:: Selected excerpt ::
◇ ◇ ◇ ◇ ◇ ◇ ◇
'Every American is entitled to health care': Sen. Bernie Sanders
The United States must "end the international embarrassment" of not guaranteeing health care as a right, Sen. Bernie Sanders, I-Vt., said on ABC's "This Week" Sunday.
"We need more changes in our health care system, you talk about a public option, many people will not be able to afford a public option," Sanders said. "What the American people have got to decide is one simple question: 'Do we create a health care system, guaranteeing health care for all people without insurance companies and drug companies making huge profits and distorting health care in America?' That is the issue."
Sanders spoke with ABC News Chief Anchor George Stephanopoulos on Sunday, days after the first Democratic presidential debates, where many of his progressive policies were front and center.
◇ ◇ ◇ ◇ ◇ ◇ ◇
Records from a collection:
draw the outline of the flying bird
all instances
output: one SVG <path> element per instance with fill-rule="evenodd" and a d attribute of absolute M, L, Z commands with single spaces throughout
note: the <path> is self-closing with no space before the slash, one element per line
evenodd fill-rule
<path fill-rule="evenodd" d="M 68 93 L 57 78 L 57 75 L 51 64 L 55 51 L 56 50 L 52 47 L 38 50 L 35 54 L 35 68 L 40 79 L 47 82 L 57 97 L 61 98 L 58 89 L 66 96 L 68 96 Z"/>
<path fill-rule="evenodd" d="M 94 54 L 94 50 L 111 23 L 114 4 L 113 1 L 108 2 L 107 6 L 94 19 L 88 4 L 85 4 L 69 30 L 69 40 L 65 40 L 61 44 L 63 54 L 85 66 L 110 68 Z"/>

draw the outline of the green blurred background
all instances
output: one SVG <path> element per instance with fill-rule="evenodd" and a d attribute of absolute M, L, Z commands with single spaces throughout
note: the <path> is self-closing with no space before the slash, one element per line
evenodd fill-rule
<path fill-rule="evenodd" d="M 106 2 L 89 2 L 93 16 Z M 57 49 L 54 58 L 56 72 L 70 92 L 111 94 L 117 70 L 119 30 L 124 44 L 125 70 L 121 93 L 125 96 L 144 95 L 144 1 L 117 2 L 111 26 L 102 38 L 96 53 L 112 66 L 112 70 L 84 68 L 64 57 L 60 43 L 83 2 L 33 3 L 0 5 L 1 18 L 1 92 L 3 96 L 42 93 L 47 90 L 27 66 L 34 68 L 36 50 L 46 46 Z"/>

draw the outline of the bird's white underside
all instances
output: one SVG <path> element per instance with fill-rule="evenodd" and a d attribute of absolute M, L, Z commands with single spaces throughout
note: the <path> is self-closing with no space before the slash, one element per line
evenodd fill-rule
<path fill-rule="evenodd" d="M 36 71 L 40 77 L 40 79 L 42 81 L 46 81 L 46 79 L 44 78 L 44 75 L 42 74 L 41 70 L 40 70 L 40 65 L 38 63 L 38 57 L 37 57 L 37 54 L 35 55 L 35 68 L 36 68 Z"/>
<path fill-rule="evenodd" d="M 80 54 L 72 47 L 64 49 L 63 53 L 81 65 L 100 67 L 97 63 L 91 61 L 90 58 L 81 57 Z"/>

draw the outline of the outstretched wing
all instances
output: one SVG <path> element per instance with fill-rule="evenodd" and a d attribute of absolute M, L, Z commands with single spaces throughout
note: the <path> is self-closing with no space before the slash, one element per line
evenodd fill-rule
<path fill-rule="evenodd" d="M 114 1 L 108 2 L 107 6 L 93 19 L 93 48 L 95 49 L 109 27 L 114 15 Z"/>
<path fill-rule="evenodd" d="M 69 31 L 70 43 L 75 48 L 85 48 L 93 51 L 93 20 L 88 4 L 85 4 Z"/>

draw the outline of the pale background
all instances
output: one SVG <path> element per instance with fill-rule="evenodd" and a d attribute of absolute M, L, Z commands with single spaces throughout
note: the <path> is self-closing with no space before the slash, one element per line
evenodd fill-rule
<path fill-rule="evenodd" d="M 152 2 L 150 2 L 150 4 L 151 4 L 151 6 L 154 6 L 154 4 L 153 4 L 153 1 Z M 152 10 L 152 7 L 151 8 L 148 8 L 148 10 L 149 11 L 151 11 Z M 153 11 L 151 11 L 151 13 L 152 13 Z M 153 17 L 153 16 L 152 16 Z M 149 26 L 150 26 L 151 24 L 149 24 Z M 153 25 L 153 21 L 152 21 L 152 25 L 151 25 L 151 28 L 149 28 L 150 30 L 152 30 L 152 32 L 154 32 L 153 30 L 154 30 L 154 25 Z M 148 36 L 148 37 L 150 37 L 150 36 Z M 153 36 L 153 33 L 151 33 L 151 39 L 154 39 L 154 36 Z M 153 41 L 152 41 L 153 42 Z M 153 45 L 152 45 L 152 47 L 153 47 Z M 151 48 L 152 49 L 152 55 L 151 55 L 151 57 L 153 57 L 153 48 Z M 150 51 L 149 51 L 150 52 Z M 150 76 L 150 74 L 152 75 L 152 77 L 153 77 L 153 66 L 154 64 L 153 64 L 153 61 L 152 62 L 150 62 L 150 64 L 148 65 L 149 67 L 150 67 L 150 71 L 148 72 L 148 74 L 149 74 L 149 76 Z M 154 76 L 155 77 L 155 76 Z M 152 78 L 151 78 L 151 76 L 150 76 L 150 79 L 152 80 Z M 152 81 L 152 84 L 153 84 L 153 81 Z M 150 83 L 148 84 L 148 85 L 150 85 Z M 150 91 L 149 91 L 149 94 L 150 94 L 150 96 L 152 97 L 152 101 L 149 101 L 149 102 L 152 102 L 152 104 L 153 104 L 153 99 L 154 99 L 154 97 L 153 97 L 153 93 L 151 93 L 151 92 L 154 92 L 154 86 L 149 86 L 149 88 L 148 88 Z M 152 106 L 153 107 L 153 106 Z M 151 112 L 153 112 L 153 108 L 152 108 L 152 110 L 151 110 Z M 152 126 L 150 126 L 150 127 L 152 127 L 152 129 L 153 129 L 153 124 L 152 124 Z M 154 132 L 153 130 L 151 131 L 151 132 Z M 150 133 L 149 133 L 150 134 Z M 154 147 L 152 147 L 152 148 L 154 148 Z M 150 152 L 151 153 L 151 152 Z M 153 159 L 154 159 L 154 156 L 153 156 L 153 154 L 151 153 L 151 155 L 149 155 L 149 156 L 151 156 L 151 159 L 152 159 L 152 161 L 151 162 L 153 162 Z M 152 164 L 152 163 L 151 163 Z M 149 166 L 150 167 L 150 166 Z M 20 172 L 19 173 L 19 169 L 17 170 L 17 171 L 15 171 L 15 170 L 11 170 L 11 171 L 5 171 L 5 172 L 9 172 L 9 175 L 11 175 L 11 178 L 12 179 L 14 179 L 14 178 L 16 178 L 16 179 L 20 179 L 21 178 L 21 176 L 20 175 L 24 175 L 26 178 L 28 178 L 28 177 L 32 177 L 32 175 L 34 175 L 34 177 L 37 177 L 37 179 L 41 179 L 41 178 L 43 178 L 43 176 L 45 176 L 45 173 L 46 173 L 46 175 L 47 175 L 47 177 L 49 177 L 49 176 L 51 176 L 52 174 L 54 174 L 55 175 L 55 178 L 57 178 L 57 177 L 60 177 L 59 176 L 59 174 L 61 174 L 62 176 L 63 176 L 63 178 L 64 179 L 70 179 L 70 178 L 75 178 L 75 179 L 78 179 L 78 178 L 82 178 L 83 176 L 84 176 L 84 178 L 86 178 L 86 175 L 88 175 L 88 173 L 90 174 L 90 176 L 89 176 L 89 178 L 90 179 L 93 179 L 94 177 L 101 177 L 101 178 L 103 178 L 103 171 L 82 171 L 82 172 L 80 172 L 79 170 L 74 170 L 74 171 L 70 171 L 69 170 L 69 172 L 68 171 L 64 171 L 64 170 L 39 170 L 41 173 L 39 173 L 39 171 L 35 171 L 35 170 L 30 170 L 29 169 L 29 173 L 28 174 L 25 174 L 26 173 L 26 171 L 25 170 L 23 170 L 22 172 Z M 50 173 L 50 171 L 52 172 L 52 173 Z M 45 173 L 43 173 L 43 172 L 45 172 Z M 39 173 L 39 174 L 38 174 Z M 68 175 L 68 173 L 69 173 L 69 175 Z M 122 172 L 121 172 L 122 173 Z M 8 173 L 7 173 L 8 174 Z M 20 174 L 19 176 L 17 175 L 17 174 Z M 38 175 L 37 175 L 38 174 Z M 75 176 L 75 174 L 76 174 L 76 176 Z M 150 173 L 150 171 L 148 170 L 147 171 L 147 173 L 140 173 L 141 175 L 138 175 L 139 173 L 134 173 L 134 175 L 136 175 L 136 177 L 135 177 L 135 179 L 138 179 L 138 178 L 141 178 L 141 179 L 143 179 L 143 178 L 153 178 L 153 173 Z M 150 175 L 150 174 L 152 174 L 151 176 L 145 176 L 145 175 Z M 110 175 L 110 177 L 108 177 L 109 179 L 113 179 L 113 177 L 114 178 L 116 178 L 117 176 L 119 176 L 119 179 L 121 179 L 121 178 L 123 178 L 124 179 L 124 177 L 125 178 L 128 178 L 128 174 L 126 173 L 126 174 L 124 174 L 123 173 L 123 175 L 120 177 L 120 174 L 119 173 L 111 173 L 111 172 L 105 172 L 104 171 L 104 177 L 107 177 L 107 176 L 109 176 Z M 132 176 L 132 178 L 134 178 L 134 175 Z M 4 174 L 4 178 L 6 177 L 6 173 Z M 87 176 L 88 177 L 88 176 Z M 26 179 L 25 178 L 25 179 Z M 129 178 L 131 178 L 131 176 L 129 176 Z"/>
◇ ◇ ◇ ◇ ◇ ◇ ◇
:: Problems and tasks ::
A – In the article on Bernie Sanders and health care, who did Sanders speak with on Sunday?
B – Write the next part of the article on Bernie Sanders and health care, picking up after its final sentence.

:: Answer list ::
A – He spoke with ABC News Chief Anchor George Stephanopoulos.

B –
His proposal for Medicare for all would dismantle President Barack Obama's Affordable Care Act, eliminate private insurance and create a single-payer program, in which all Americans would participate in a single, government-run plan that does not include deductibles and out-of-out pocket costs. Critics say Sanders' plan would dramatically increase taxes.
Sanders touted Medicare’s current popularity as a reason to push for Medicare for all and the elimination of private insurance.
"By the way, Medicare today is the most popular health insurance program in the country, private health insurance is not particularly popular," Sanders said. "The United States must end the international embarrassment of being the only major country on Earth not to guarantee health care for all people as a right."
Following his push for the policy in 2016, the policy has become a progressive litmus test for candidates this election cycle.
During the debate on Thursday, the 10 candidates were asked to raise their hands if they would eliminate private insurance to implement Medicare for all. Sen. Kamala Harris, D-Calif., was one of two candidates to raise her hand in favor of eliminating private insurance. The following morning she walked back her support of eliminating private insurance on MSNBC, saying that she had misunderstood the question and she would not eliminate private insurance in favor of Medicare for all, but does support Sanders' proposal for a single-payer government-run insurance plan.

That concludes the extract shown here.